== INPUT DATA ==

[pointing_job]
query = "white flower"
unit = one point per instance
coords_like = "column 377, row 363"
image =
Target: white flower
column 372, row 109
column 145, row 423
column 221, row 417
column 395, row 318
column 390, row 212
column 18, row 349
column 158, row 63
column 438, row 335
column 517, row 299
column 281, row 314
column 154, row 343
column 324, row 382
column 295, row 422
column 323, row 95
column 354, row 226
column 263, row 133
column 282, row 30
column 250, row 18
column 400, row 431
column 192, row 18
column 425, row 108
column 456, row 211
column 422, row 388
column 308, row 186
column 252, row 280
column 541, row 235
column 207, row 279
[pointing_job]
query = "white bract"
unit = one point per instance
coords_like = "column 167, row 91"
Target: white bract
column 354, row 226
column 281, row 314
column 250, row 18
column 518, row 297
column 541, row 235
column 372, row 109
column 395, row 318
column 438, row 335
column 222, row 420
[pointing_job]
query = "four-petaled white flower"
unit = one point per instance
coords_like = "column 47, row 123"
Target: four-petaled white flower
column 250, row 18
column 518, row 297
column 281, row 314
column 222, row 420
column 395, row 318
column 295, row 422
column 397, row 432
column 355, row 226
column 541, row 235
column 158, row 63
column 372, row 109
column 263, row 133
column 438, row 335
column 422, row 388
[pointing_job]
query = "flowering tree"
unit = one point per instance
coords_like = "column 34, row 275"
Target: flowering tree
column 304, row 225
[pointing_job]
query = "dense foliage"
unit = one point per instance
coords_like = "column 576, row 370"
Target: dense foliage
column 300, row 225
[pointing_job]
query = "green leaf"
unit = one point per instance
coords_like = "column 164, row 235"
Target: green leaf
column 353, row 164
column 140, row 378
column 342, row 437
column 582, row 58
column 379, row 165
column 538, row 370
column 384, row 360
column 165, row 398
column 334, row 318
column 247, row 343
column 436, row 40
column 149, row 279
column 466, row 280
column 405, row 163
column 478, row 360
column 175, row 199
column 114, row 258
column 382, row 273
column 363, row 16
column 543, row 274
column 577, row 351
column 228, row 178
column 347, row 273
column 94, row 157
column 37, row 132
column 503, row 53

===

- [WHAT YOU SHOULD DO]: Exactly as they stand above, retype all of the records.

- [WRITTEN ANSWER]:
[pointing_job]
query = "white flower"
unit = one point per instance
coords_like = "column 377, row 363"
image =
Target: white flower
column 372, row 109
column 145, row 423
column 221, row 417
column 395, row 318
column 390, row 212
column 18, row 349
column 158, row 63
column 438, row 335
column 517, row 299
column 281, row 314
column 154, row 343
column 324, row 382
column 295, row 422
column 323, row 95
column 354, row 226
column 263, row 133
column 282, row 30
column 250, row 18
column 400, row 431
column 192, row 18
column 425, row 108
column 456, row 211
column 422, row 388
column 308, row 186
column 252, row 280
column 541, row 235
column 207, row 279
[pointing_job]
query = "white bract"
unit = one point per instance
coords_like = "column 167, row 91"
Target: white bract
column 354, row 226
column 281, row 314
column 250, row 18
column 518, row 297
column 541, row 235
column 372, row 109
column 395, row 318
column 438, row 335
column 222, row 420
[pointing_job]
query = "four-petaled white flower"
unit = one point per instance
coords_like = "column 47, row 123"
Target: four-petaled white flower
column 250, row 18
column 518, row 297
column 281, row 314
column 222, row 420
column 395, row 318
column 295, row 422
column 397, row 432
column 355, row 226
column 541, row 235
column 158, row 63
column 372, row 109
column 263, row 133
column 438, row 335
column 422, row 388
[pointing_job]
query = "flowering tree"
unit = one point per instance
coords_like = "column 34, row 275"
Target: flowering tree
column 304, row 225
[pointing_job]
query = "dense foliage"
unit = one point per instance
coords_like = "column 576, row 370"
Target: dense foliage
column 300, row 225
[pointing_job]
query = "green leaf"
unit = one point per instance
coords_like = "column 164, row 235"
Target: green leaf
column 353, row 164
column 140, row 378
column 342, row 437
column 582, row 58
column 379, row 165
column 538, row 370
column 384, row 360
column 165, row 398
column 334, row 318
column 247, row 343
column 436, row 40
column 149, row 279
column 466, row 280
column 405, row 163
column 478, row 360
column 175, row 199
column 114, row 258
column 382, row 273
column 363, row 16
column 543, row 274
column 577, row 351
column 228, row 178
column 347, row 273
column 94, row 157
column 37, row 132
column 503, row 53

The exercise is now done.